- [TASK INSTRUCTIONS]: Please format every row below as a two-column CSV with the header text,points. Give each row its own line, and put the row's text and its answer each in one quoted field with line breaks replaced by spaces.

Coordinate annotation rows
-- START --
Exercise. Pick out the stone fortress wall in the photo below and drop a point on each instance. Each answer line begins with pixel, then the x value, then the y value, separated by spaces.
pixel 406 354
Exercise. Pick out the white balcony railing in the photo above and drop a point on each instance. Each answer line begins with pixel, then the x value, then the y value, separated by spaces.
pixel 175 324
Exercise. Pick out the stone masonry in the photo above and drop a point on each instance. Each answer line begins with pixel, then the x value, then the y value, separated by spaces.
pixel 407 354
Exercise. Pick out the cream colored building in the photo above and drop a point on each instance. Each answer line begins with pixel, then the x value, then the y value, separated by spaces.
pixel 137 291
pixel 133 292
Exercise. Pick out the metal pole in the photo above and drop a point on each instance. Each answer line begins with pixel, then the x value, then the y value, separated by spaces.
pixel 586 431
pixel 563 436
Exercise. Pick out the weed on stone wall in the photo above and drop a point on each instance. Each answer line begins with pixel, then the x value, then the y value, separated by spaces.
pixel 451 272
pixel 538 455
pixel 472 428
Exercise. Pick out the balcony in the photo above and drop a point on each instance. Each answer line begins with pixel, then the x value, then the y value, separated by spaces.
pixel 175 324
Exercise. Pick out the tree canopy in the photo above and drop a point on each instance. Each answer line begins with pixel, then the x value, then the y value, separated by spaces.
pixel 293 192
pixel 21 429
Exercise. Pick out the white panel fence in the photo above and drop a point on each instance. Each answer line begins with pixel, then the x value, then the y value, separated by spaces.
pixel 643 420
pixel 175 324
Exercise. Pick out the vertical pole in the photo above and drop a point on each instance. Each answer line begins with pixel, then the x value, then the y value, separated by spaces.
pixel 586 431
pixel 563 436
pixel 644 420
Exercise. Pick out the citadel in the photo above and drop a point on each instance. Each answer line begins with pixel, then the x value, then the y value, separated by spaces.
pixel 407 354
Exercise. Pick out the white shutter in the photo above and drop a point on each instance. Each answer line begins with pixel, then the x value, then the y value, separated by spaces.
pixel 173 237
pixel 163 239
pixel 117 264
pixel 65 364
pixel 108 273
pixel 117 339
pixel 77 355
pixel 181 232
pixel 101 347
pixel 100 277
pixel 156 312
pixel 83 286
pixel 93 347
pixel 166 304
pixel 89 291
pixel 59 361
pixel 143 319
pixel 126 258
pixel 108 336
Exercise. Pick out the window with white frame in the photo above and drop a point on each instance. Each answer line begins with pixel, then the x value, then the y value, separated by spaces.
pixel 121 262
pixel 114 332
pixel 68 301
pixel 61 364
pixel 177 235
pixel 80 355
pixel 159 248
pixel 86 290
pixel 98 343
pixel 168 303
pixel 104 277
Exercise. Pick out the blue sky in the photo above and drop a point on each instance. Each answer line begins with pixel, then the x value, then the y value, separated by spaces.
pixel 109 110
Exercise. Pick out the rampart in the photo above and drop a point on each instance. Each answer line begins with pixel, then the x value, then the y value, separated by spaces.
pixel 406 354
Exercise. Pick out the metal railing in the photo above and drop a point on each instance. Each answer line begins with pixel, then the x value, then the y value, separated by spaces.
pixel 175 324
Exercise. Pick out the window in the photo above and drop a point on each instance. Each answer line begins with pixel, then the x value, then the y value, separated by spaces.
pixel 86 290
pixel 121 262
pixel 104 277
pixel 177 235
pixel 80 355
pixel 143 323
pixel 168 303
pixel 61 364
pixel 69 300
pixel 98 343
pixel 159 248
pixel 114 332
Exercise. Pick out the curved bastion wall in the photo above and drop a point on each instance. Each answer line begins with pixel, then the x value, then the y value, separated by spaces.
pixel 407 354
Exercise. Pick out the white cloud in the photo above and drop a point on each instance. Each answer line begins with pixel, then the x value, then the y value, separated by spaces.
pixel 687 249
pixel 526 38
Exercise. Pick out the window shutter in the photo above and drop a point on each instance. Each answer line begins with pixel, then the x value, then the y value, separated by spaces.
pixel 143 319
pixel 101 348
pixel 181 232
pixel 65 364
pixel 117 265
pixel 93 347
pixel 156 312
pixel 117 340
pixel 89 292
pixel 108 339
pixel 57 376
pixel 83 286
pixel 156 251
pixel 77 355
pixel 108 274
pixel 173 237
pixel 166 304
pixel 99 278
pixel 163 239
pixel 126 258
-- END --
- [TASK OUTPUT]:
text,points
"Exercise. Pick out the stone fortress wall in the photo below and drop a point on each instance. Each answer line begins with pixel, then the x value, then the y value, separated by spaces.","pixel 406 354"
"Exercise. Pick out the white balcony railing in the photo above and drop a point on each instance. Each answer line begins with pixel, then the x value, then the y value, separated by spaces.","pixel 175 324"
"Exercise. Pick out the stone masonry in the photo above and drop a point on each instance. Each answer line begins with pixel, then the x value, then the y value, separated by spaces.","pixel 407 354"
"Exercise. Pick out the cream colored building in the photo above and drop a point on each instance. Each answer line begins with pixel, then the x value, then the y value, separated by spaces.","pixel 137 291 pixel 133 292"
"Exercise. Pick out the metal pole in the photo above and drop a point on each instance. Each answer line begins with pixel, then the x value, then the y value, separated by spaces.","pixel 586 431 pixel 563 436"
"Exercise. Pick out the weed on stone wall in the photo above and drop a point on each instance. Each answer line begins with pixel, then the x value, then the y value, separated by spaces.","pixel 451 272 pixel 538 455 pixel 472 428"
"Exercise. Pick out the balcony in the photo above and drop a point on each instance. Each answer line begins with pixel, then the x value, then the y value, separated by spaces.","pixel 175 324"
"Exercise. Pick out the tree canopy in the photo above and drop a point on each instance. Each answer line begins with pixel, then the x value, then the y value, separated by spaces.","pixel 293 192 pixel 21 429"
"Exercise. Pick out the white panel fence in the photo above and drop a point on each instance. Each answer line begins with pixel, then the x value, then the y value, separated by spaces.","pixel 643 420 pixel 175 324"
"Exercise. Pick out the vertical pole in the photo above and drop a point on each instance. Each answer line begins with pixel, then the x value, then the y value, separated by spaces.","pixel 586 431 pixel 563 436 pixel 644 420"
"Exercise. Pick out the citadel in the photo above and drop a point on each instance. Each answer line begins with pixel, then the x value, then the y value, separated by spaces.","pixel 407 354"
"Exercise. Pick out the white shutter in the photo above and drop a point on each instance. Each answer line begins with pixel, then the x value, then the y value, separated by spaces.","pixel 173 237 pixel 163 239 pixel 117 264 pixel 65 364 pixel 108 273 pixel 117 339 pixel 77 355 pixel 181 232 pixel 101 347 pixel 100 277 pixel 156 312 pixel 83 286 pixel 93 347 pixel 166 304 pixel 89 291 pixel 59 361 pixel 143 319 pixel 126 258 pixel 108 336"
"Exercise. Pick out the window with white frame in the photo above and drop a point on each instance. Each answer line begins with pixel, then the x value, then the y value, separated by spaces.","pixel 121 262 pixel 114 332 pixel 68 301 pixel 61 364 pixel 177 235 pixel 80 355 pixel 159 248 pixel 86 290 pixel 98 343 pixel 168 303 pixel 104 277"
"Exercise. Pick out the blue sky in the photo above and drop a point on each instance. Each answer line begins with pixel, then the x value, then the y value, separated by spaces.","pixel 109 110"
"Exercise. Pick out the rampart in the photo above and drop a point on each instance. Each answer line begins with pixel, then the x value, then the y value, separated by spaces.","pixel 406 354"
"Exercise. Pick out the metal railing in the photo above and drop a point on each instance. Each answer line begins with pixel, then the x value, then the y value, separated by spaces.","pixel 175 324"
"Exercise. Pick out the window in the photo above and drop a point on each instance. Each answer line begins with pixel, then the x value, then the y value, separated by spaces.","pixel 86 290 pixel 121 262 pixel 104 277 pixel 177 235 pixel 80 355 pixel 143 323 pixel 168 303 pixel 61 364 pixel 69 300 pixel 98 343 pixel 159 248 pixel 114 332"
"Exercise. Pick out the curved bastion wall in the photo above and drop a point on each instance. Each answer line begins with pixel, then the x value, then the y value, separated by spaces.","pixel 407 354"
"Exercise. Pick out the white cloud in the photo above and drop a point on each instance. Each answer line begins with pixel, then the x value, then the y value, separated by spaces.","pixel 687 249 pixel 526 38"
"Exercise. Pick out the window shutter in the photo above and drop a point on each instance. Each answer line begins with pixel, then the x value, then the y value, separated by spaces.","pixel 143 319 pixel 101 348 pixel 181 232 pixel 65 364 pixel 117 265 pixel 93 347 pixel 156 312 pixel 117 340 pixel 89 292 pixel 108 339 pixel 57 376 pixel 83 286 pixel 156 251 pixel 77 355 pixel 108 274 pixel 173 237 pixel 166 304 pixel 99 278 pixel 163 239 pixel 126 258"